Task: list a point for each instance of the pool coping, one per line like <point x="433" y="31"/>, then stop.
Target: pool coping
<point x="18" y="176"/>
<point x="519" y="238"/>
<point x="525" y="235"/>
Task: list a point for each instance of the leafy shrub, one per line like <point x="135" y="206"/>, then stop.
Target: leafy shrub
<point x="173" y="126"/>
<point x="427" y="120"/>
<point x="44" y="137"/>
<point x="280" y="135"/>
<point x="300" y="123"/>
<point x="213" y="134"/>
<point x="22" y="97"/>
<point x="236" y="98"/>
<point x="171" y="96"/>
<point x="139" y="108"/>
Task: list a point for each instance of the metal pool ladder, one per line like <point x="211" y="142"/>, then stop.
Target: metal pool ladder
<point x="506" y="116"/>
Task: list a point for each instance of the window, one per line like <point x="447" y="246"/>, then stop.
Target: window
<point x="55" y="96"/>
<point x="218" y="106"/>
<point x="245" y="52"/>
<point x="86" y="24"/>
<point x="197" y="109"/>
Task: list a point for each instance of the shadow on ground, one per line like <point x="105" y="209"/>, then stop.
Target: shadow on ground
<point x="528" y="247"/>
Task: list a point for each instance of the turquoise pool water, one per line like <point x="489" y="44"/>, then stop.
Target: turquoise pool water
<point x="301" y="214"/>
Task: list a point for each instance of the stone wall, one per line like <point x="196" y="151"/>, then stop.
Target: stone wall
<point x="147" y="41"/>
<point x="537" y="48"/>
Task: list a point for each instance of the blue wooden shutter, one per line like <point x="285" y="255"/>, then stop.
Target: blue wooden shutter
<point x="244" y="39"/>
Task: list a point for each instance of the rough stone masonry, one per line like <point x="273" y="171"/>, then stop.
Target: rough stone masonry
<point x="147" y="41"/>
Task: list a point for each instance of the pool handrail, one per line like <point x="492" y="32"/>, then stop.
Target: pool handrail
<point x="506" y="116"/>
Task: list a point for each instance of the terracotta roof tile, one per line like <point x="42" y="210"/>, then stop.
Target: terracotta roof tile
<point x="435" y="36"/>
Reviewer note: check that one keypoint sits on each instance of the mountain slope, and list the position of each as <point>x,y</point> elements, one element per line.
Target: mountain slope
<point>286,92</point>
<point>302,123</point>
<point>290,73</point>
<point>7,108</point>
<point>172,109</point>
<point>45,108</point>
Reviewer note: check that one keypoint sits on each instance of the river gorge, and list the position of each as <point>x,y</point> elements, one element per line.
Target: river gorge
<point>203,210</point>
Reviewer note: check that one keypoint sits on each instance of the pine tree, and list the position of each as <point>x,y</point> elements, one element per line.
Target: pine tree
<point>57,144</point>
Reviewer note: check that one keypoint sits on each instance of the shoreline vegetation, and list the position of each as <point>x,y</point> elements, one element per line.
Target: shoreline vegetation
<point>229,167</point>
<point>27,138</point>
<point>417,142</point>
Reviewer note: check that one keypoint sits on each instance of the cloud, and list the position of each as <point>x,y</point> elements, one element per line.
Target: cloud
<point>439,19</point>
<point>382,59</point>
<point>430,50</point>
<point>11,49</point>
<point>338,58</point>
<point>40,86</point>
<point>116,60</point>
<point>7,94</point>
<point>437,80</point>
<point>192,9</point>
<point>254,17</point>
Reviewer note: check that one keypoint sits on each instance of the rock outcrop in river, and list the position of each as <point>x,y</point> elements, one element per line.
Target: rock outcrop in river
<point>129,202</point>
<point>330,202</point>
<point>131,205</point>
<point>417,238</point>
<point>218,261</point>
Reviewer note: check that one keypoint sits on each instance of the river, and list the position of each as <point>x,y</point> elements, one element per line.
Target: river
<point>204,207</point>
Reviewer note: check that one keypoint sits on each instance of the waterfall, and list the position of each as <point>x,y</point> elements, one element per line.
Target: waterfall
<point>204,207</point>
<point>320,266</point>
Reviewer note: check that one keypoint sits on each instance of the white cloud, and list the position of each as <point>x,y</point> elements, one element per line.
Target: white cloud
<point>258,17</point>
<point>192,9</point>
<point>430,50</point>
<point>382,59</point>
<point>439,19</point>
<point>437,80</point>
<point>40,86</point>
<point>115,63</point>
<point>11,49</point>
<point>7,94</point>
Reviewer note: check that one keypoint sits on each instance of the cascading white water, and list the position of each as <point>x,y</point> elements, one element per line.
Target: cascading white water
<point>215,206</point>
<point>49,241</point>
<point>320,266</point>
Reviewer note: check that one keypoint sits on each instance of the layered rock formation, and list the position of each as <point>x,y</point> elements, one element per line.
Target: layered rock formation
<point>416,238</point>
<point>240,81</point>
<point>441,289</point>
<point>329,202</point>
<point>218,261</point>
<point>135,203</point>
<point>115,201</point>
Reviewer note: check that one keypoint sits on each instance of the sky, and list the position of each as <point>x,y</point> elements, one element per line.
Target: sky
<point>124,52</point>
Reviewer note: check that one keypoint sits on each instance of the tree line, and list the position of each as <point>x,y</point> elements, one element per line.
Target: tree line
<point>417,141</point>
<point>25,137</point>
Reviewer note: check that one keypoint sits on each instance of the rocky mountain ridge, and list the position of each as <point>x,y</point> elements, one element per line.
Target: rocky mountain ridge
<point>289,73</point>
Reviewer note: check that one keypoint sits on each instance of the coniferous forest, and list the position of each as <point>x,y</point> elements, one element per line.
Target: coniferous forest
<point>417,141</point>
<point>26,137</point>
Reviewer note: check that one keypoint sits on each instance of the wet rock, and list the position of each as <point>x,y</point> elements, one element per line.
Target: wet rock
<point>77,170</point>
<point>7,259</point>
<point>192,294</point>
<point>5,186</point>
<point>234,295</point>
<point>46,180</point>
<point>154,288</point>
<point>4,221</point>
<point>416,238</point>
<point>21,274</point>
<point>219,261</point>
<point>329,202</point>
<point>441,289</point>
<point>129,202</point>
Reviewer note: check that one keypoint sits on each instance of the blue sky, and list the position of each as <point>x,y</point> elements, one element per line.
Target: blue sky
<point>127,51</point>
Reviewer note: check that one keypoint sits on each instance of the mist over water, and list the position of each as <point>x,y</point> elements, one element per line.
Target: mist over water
______________________________
* [YOUR TASK]: After locating the line with "Task: list a point for each instance of the blue" in the material above, return it and each line after it exactly, ending at the line with "of the mountain".

* [EXERCISE SOLUTION]:
Task: list a point for each instance of the blue wooden shutter, one per line like <point x="285" y="255"/>, then stop.
Target: blue wooden shutter
<point x="244" y="39"/>
Task: list a point for each instance of the rough stone masonry, one per line like <point x="273" y="171"/>, then stop.
Target: rough stone masonry
<point x="147" y="41"/>
Task: list a point for each instance of the pool handrail, one per line like <point x="492" y="32"/>, then stop.
Target: pool handrail
<point x="506" y="116"/>
Task: list a point for each instance of the terracotta roof tile, one per line like <point x="42" y="210"/>, then stop.
Target: terracotta roof tile
<point x="435" y="36"/>
Reviewer note: check that one keypoint sits on each instance of the mountain slope, and list the position of each as <point>x,y</point> elements, one element per line.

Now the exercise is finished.